> [Data to process]:
-- Begin --

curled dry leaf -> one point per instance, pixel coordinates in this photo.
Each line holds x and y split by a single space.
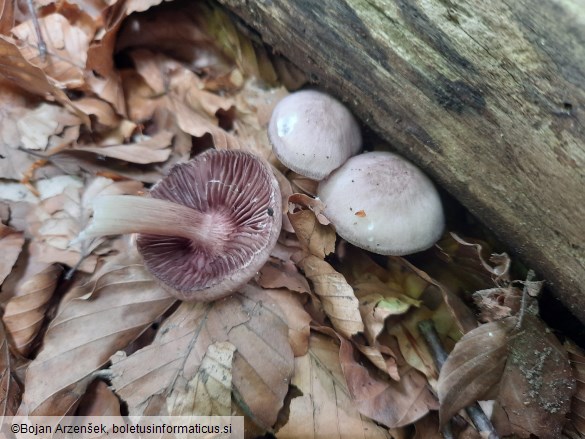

-- End --
-- Begin --

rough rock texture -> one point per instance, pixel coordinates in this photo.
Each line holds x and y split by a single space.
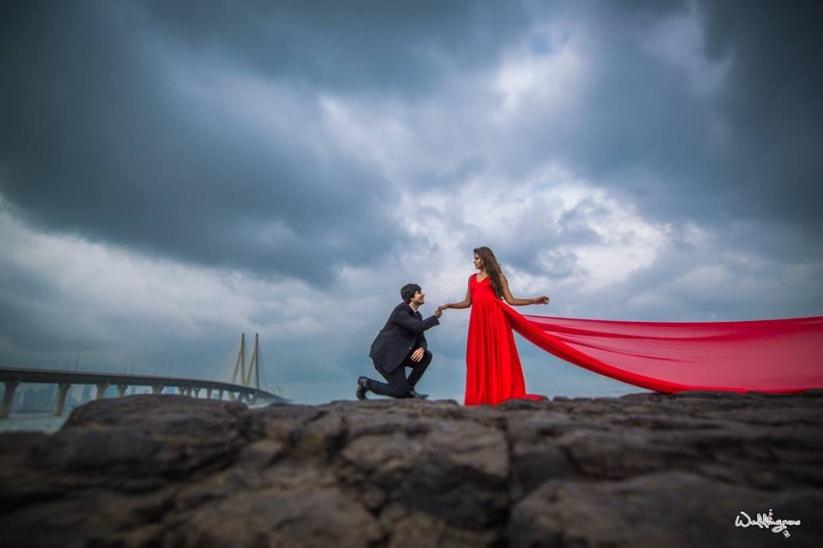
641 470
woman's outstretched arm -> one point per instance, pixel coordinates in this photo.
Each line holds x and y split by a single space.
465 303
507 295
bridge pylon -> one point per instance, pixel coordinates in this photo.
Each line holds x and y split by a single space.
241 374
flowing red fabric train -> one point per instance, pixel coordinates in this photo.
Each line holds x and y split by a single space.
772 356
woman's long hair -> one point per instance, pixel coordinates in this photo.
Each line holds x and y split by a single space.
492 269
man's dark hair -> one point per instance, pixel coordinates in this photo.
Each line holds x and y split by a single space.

-- End --

Filter the rows above and copy each line that contains the string "woman".

woman's outstretched arm -> one point per instance, pixel coordinates in this photo.
woman's long hair -> one point per instance, pixel coordinates in this photo.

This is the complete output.